__Set exercise 1__:
Answer briefly from the Among the Sleep review:
(a) Which studio developed the game?
(b) What happens when you press the button to hug Teddy?
(c) What do all the levels revolve around?
__Set exercise 2__: Carry on the Among the Sleep review from its last sentence, in the same voice.

__Selected passage__:
---------------
Review: Among the Sleep

Among the Sleep is a survival horror game developed by Krillbite Studios in which you play as a toddler on the frantic search for his mother, with only his trusty teddy as company and support.

The Good

  • Playing as a toddler is an interesting perspective.
  • Simple, yet effective plot.

The Bad:

  • Atrocious voice acting.
  • Strangely silent protagonist.
  • Repetitive gameplay.
  • Not scary.

When I first heard of this game, I was interested in a horror game from a toddler’s perspective. The thought of jumping at shadows and everything seeming scarier than it actually was and the idea of pure innocence meeting danger were extremely attractive. The more I saw of it with the first footage shown, the more I wanted to play it. Well, thanks to Steam Sales, I managed to finally get my hands on it.

When the game opens, you control the baby in his seat in the kitchen, looking at Mon doing stuff and dote on you. But then someone’s at the door and Mom has a heated argument and shuts the door in their face. The next scene has us in the baby’s room and playground and we’re introduced to Teddy, our trusted companion, who takes us through the obligatory tutorial and shows us how he can help. By pressing a button, you hug him and he shines, illuminating the area around and calming the toddler down.

Mom is kinda ugly!
Mom is kinda ugly!

The baby controls pretty well, from the slow and clumsy walk standing up to the almost dashing crawl. The mouse handles the camera and the interaction, and like most physics-based puzzles, you need to pull or push on the mouse to open or move things.

The gameplay itself is a mixed bag. While the toddler perspective is pretty interesting, crawling on the ground or wobbling around, the ‘levels’ are extremely repetitive. They all revolve around finding keys of one design or another and avoiding the chapter’s monster (and none of them can apparently look under a table), and there aren’t any interesting puzzles. It’s fair to say the puzzle difficulty is enough for a baby to solve them.
---------------
__Recorded data__:
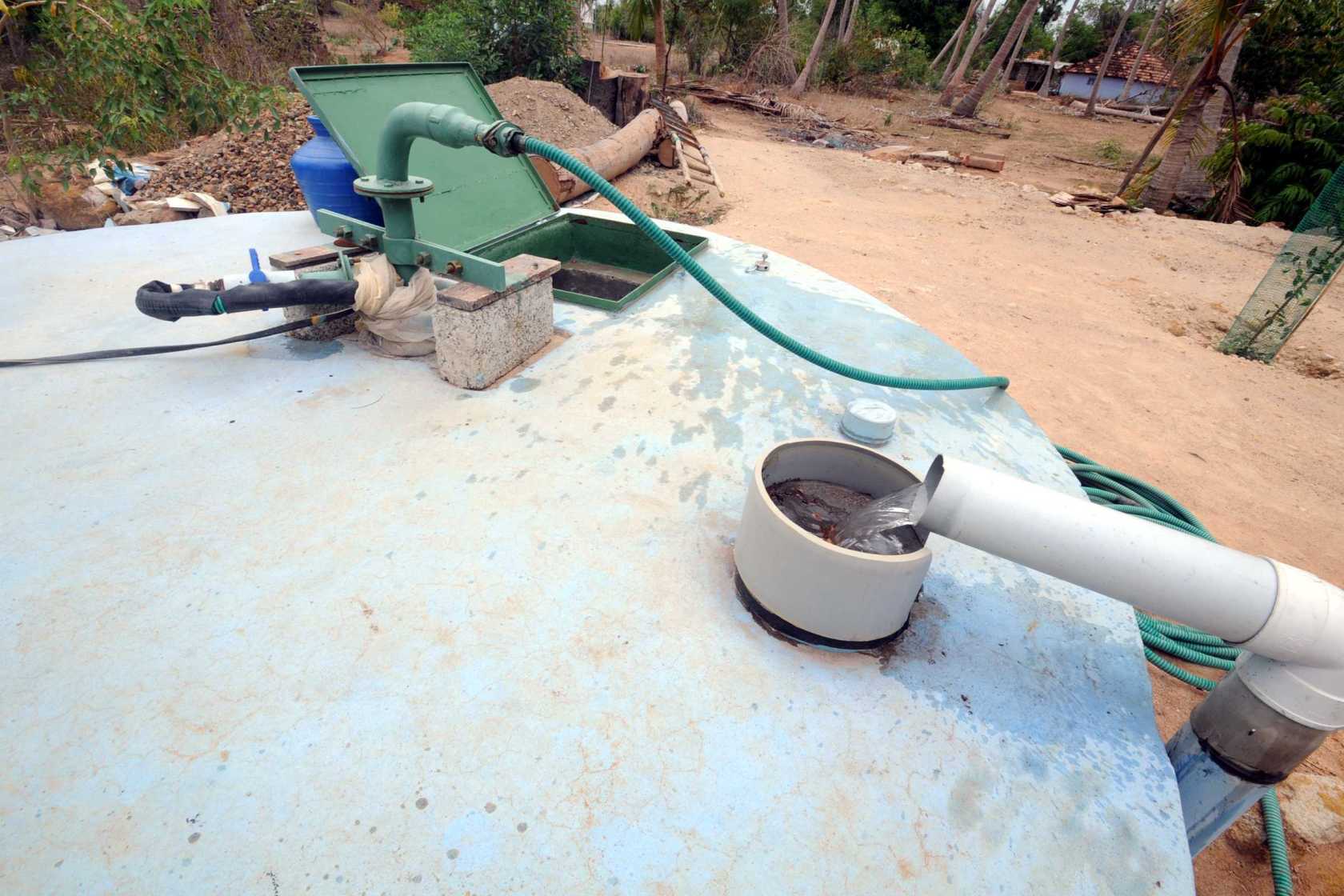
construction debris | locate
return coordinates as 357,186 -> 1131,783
---------------
__Exercise response 1__:
(a) Krillbite Studios.
(b) Teddy shines, lighting up the area around and calming the toddler down.
(c) Finding keys of one design or another and avoiding the chapter's monster.

__Exercise response 2__:
Voice acting is terrible, there’s no way to say it nicely. When the mother talks to you, it’s as if she’s talking to a brick. There’s no emotion whatsoever in her voice. While it kinda fits with the overall plot/theme of the game, it fails to sell you the mother as someone you should care about, which should be the most important thing about this game. If you don’t care about Mom, it compromises what little immersion there is with the baby. Speaking of the toddler, he’s very quiet. No blabbering, no cooing and not even a few tears when the bad things come your way; at most you’ll hear him breathe in when you climb things. It kills all immersion since you’re no longer in a baby’s shoes but behind a lifeless avatar. The only decent voice acting comes from the Teddy.

Bad-hair-day Treant!
Bad-hair-day Treant!

The plot revolves around going through the different levels and finding mementos of your relationship with Mom, in order to open a door that’ll take you to her. While it’s extremely simple, how it all plays together in the end is quite good.

Visually, the environments are interesting and manage to make everyday objects and locations seem gloomy and creepy, and very atmospheric. But on the flipside, the character models are terrible and the monsters are just not scary. I understand the creatures are mostly symbolic and they’re supposed to be scary for a toddler, but the problem is I’m not a baby, so they didn’t scare me even a bit.

Ultimately, that’s the game’s biggest flaw: it’s not scary, and that’s a big flaw for a horror game. In my case, the game lost me almost immediately once I realized something: nothing bad will ever happen to the baby. Developers in general are very careful with how they handle children in games and once you realize they won’t do anything to harm the toddler, all possible tension evaporates. Without audio cues from the baby about his well-being, the monsters’ appearances depend exclusively on their roars, and it’s not enough, nor is the distorted visual effect on the camera. You need to care for your avatar for you to be scared and even if it’s a toddler, I didn’t give a damn about him.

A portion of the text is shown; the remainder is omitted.